Club One was on the verge of shutting down before Bill McBride, Jill Kinney and Active Sports Clubs came to the rescue.
Bill McBride and Active Sports Clubs hosted a reception at the IHRSA show last month, the same reception Club One had hosted in years past.
It was a nice breather for McBride that March 12 night atop the roof of the Hard Rock Hotel in San Diego. He and Active Sports Clubs co-owners Jill Kinney and Carey White—along with other investors—had just purchased a majority of the assets of San Francisco-based Club One. The acquisition came suddenly and not without some bumps in the road.
As the San Francisco Business Times first reported in March, Club One had been struggling financially. What wasn't reported was that Club One was going to shut down completely on Feb. 28.
"I think a lot of people were caught completely off-guard, as was I," McBride told me in a recent interview. "We didn't know for sure that the 28th deadline wouldn't be extended by Club One. The bulk of all this happened within a matter of two to three weeks. We literally put together the new entity in approximately three weeks."

INPUT DATA:
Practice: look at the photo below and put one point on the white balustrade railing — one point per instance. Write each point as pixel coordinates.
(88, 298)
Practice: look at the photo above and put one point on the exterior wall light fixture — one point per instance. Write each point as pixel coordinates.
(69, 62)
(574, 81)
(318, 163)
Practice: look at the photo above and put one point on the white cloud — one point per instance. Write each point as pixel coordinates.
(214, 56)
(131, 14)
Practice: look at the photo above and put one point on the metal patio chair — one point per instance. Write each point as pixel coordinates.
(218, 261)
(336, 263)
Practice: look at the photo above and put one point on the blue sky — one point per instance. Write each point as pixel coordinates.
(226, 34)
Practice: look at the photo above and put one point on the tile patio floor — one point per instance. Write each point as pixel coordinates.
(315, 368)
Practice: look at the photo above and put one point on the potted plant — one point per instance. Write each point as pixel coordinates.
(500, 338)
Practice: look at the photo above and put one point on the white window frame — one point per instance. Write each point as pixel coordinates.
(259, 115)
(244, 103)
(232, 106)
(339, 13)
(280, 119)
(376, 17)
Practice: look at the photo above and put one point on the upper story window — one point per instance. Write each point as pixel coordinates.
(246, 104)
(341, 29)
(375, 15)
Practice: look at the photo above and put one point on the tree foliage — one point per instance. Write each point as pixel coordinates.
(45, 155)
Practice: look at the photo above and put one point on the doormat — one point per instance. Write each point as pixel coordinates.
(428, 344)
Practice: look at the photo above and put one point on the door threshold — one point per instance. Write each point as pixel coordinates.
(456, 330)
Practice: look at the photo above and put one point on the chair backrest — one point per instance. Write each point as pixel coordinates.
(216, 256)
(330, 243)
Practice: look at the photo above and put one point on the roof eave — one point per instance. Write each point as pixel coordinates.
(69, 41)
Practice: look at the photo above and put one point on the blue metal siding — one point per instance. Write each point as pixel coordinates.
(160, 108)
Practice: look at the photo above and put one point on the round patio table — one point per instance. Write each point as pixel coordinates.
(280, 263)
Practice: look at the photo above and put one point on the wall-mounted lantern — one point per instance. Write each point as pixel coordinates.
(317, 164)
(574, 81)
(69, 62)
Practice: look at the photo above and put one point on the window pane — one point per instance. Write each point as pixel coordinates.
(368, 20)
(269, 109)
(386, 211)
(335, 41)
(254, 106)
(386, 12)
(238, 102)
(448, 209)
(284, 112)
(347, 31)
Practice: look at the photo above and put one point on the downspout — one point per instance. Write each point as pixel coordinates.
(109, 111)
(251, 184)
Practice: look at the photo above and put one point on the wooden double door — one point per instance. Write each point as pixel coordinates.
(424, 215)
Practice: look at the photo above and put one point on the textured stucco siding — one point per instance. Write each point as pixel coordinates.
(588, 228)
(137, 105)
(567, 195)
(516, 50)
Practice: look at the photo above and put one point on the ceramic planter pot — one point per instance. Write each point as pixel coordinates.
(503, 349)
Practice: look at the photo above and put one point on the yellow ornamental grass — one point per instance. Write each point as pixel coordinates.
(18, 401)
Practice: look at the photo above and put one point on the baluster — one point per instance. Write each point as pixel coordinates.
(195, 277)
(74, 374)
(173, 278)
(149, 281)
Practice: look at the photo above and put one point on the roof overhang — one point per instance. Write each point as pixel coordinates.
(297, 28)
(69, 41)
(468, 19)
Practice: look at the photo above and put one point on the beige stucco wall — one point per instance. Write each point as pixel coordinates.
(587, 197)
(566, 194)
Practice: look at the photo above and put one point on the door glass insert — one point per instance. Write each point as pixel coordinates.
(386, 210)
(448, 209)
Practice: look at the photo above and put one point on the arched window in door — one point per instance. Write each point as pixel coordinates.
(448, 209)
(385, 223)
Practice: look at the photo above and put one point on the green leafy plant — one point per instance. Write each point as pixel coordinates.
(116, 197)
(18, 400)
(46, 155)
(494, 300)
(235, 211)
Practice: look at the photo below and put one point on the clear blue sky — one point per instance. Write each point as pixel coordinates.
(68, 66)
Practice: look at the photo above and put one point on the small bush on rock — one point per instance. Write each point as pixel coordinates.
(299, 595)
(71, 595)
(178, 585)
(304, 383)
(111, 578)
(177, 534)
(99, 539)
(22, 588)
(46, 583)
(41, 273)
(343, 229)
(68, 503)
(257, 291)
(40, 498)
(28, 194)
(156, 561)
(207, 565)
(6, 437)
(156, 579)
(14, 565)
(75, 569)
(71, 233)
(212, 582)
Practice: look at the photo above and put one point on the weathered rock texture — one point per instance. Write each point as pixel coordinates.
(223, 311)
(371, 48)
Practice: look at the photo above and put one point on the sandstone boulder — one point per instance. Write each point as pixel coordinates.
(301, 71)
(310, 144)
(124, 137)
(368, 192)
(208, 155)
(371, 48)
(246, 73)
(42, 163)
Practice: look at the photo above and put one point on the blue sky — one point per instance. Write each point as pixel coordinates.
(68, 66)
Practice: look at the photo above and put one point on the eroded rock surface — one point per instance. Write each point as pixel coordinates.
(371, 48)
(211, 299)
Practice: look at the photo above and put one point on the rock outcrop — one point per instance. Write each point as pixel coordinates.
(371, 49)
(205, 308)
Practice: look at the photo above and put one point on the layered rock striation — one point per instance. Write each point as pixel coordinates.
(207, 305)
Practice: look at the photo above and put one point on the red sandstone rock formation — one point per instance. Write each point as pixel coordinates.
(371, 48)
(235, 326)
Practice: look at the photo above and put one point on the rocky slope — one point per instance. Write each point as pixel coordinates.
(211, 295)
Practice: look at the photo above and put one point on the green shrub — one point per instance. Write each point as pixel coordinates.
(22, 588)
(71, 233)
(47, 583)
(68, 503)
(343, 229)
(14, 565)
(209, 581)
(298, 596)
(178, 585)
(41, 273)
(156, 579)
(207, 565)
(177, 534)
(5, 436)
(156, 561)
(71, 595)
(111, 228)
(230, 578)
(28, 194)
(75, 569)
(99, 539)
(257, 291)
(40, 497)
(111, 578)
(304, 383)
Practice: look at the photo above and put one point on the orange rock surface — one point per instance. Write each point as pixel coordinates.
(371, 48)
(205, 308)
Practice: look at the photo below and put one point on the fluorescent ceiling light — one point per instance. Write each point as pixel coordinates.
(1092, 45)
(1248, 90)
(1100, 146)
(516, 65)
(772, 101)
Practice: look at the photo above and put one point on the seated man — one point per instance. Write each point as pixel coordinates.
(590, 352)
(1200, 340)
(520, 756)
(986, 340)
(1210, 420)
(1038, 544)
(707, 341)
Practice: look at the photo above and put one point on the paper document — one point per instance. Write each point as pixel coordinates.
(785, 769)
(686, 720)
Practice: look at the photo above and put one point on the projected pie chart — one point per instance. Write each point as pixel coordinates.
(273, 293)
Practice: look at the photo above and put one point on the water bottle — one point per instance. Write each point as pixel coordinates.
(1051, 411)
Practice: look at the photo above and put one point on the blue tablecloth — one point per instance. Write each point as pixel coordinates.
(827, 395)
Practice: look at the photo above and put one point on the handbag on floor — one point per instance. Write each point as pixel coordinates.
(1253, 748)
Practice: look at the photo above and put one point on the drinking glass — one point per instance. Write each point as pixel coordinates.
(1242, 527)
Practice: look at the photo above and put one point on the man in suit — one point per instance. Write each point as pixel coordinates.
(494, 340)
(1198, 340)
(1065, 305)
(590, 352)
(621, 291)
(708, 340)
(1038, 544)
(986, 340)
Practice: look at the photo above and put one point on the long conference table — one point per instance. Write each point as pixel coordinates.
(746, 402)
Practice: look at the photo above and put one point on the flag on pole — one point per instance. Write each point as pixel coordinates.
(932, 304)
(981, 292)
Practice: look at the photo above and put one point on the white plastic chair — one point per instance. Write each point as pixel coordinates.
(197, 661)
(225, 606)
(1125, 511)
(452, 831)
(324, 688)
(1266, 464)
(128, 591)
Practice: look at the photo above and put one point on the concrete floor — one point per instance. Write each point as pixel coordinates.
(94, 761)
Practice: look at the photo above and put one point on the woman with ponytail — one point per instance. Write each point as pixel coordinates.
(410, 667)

TASK ITEM: Reproduce the Club One acquisition article above in full, word for word.

THE ANSWER:
Club One was on the verge of shutting down before Bill McBride, Jill Kinney and Active Sports Clubs came to the rescue.
Bill McBride and Active Sports Clubs hosted a reception at the IHRSA show last month, the same reception Club One had hosted in years past.
It was a nice breather for McBride that March 12 night atop the roof of the Hard Rock Hotel in San Diego. He and Active Sports Clubs co-owners Jill Kinney and Carey White—along with other investors—had just purchased a majority of the assets of San Francisco-based Club One. The acquisition came suddenly and not without some bumps in the road.
As the San Francisco Business Times first reported in March, Club One had been struggling financially. What wasn't reported was that Club One was going to shut down completely on Feb. 28.
"I think a lot of people were caught completely off-guard, as was I," McBride told me in a recent interview. "We didn't know for sure that the 28th deadline wouldn't be extended by Club One. The bulk of all this happened within a matter of two to three weeks. We literally put together the new entity in approximately three weeks."